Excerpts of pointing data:
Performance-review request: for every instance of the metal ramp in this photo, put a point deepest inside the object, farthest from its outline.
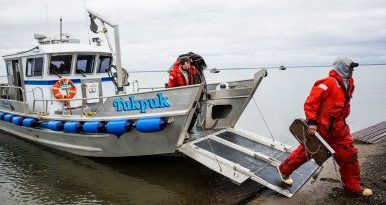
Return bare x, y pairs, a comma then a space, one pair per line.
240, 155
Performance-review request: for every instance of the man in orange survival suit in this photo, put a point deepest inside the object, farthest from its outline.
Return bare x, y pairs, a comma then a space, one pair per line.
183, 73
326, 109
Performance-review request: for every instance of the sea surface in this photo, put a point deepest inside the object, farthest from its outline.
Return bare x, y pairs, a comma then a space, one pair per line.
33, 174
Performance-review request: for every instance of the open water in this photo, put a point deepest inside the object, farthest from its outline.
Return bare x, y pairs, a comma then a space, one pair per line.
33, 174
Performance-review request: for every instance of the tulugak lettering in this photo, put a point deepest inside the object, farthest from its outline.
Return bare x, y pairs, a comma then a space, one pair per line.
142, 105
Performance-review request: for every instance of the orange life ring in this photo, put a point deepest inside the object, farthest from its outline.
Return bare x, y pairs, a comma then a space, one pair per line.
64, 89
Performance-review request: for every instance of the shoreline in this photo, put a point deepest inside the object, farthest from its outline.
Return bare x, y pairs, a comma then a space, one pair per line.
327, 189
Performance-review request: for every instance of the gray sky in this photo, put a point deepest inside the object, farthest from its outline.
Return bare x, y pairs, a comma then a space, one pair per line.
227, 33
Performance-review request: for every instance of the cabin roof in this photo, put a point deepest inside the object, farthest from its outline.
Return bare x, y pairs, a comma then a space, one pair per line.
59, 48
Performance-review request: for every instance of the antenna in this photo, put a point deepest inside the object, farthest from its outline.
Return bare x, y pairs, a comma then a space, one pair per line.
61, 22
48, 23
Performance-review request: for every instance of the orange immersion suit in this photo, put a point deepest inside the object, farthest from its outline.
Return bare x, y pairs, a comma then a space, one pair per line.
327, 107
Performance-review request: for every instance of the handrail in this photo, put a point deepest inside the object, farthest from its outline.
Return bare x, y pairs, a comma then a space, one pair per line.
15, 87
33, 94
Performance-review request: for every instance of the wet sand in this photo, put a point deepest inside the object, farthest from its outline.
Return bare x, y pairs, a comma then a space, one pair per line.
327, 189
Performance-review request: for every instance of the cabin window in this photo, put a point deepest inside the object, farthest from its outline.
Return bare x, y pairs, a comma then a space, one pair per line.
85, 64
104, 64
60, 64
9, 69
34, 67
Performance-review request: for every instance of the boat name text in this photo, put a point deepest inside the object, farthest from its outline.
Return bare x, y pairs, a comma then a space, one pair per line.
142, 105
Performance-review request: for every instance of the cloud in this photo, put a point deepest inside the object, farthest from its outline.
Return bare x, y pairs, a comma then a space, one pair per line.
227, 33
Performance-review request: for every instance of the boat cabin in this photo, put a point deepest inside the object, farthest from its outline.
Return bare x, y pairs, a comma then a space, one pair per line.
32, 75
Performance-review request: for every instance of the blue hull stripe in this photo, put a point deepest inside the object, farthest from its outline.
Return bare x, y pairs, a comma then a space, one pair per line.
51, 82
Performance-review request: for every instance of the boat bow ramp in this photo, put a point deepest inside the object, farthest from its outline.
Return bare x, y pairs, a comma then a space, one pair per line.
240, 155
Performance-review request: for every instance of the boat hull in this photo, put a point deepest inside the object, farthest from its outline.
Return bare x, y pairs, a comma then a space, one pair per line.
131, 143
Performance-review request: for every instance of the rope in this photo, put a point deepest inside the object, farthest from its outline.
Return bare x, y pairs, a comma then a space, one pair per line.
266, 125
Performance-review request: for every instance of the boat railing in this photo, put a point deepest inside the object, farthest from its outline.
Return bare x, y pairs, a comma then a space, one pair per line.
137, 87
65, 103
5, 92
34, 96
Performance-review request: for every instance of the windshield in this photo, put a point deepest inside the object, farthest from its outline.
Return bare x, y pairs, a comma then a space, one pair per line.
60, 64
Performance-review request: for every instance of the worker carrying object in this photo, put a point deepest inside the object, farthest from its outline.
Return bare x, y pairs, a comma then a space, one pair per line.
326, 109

=== Task objective ===
Write out every record above exactly as it stands, but leave out the pictures.

=== Full output ===
Performance-review request: for every instance of the metal ramp in this photo, put a point deepest inside the object, farthest from its outline.
Return bare x, y pairs, a comma then a space, one pair per line.
240, 155
Performance-review request: for every instance of the man in orange survival suit in this photo, put a point deepest inside the object, farthest from its outline.
Return bare x, y pairs, a comma then a space, one pair per line.
183, 73
326, 109
Performance-review request: for every instance of the sea surface in this photo, put a point deepest inside the object, farthest from its outline.
Return bare x, y pairs, a comma then a space, one pair per line.
33, 174
Performance-review request: for every instance of the open water in this photo, put a point deepest inside the object, farthest from its outline.
Return bare x, y pairs, a comma then a space, one pair per line.
33, 174
Performance-review request: for every instance of the tulugak lettering in this photo, put a point deepest inside the object, farthest from its outline.
Return bare x, y pairs, a comma then a space, one pair per line.
142, 105
Performance-review request: for every instance of the orange life ring in this photo, put a point deepest inside the object, farthest from its outline.
Return bare x, y pairs, a comma then a space, one pair per line.
64, 89
Performance-review request: for every instance of the shoreline in this photo, put a point deepest inside the object, farthest from its outline.
Return bare x, y pairs, a comma then a space, one pair per line.
327, 189
Performance-review request: for every instance of the gray sky in this photo, put a point deepest inside the object, farthest from its outline.
Return bare x, y pairs, a comma then a space, one pair per line.
227, 33
Performance-review request: for every instance of the cabin roof in this photo, put a point deepest inside the object, farthest from its outline.
Return bare x, y pairs, a comma then a space, one pair per line.
59, 48
Performance-review request: for every instance of the antenna in this photo, put a point deepest inside the object, farthest from its outline.
Return bare x, y pairs, a comma then a space, one pair per line.
61, 22
48, 23
Performance-review request: for every instance of the orange immersion suit in this photo, put a point deepest inside the object, farthest from its outline.
Return bare x, y pairs, a comma then a space, one pair per line.
327, 107
Performance-review request: for every instance of the handrail in this photo, put a point deepest inside the object, farthest from its outline.
Return bare x, y pairs, a comma then a space, one pair per line.
15, 87
33, 94
Performance-review request: for every instance of the wet sand in this photo, put a point deepest inside the object, farthest from its outline.
Return bare x, y pairs, a comma then a space, one pair per line.
327, 189
Performance-review request: for every instance of the cabin window in this photo, put a point deepest inside the object, farthest from its outline.
Return bare x, y pairs, a comma then a space, one pair per line.
85, 64
104, 64
60, 64
9, 69
34, 67
Performance-review request: for every instance of the boat name text in this photo, put a point deepest inside the object, farthest from its outline.
Return bare x, y pairs, a comma then a space, one pair per line.
142, 105
Performance-review request: for every instance of the cloud in this photo, put a point deepest inside the object, farthest from its outline.
Return bare x, y pairs, a comma then a space, one pair per line.
227, 33
Performance-review request: for every instance of the boat cabin in this photo, put a point deepest inside the object, farthest from its outline.
Return bare x, y pairs, a comma then a space, one pair per line.
32, 75
Performance-review request: for every instance of the blue hull stripe in this photo, put a point deepest inside the object, farthest from its outline.
Return bare x, y pairs, a comma then a space, one pair per line.
51, 82
Performance-review request: for every instance of the boat bow ramp in this photo, put a point deepest inside the object, farthest from its outline.
Return bare x, y pairs, a comma then a space, one pair per line.
240, 155
Performance-review request: for every instance of the boat hull in this photo, put a point deepest inside the object, farthest from its outline.
Return bare x, y pairs, a comma then a space, one pair per line.
131, 143
Performance-review request: for every instance of the rope in this photo, put a point deepest inside the object, farthest from its outline.
Return bare x, y pairs, a comma then a space, one pair per line.
266, 125
Performance-review request: for every instance of the boat railing in this photo, put a point deepest inside the object, farthest from its outline.
Return bare x, y pairs, a comma then a space, one pair per line.
137, 87
65, 103
5, 92
34, 96
Performance-review request: for every instance of the windshield in this photo, put a point deepest inside the object, farthest from its outline.
Return bare x, y pairs, a comma then a space, one pair per line.
60, 64
Performance-review request: for every instance of the worker carrying object in this photo, put a point deepest inside the object, farthest from its outline.
Return bare x, y pairs, a comma then a space, one pair per line.
326, 109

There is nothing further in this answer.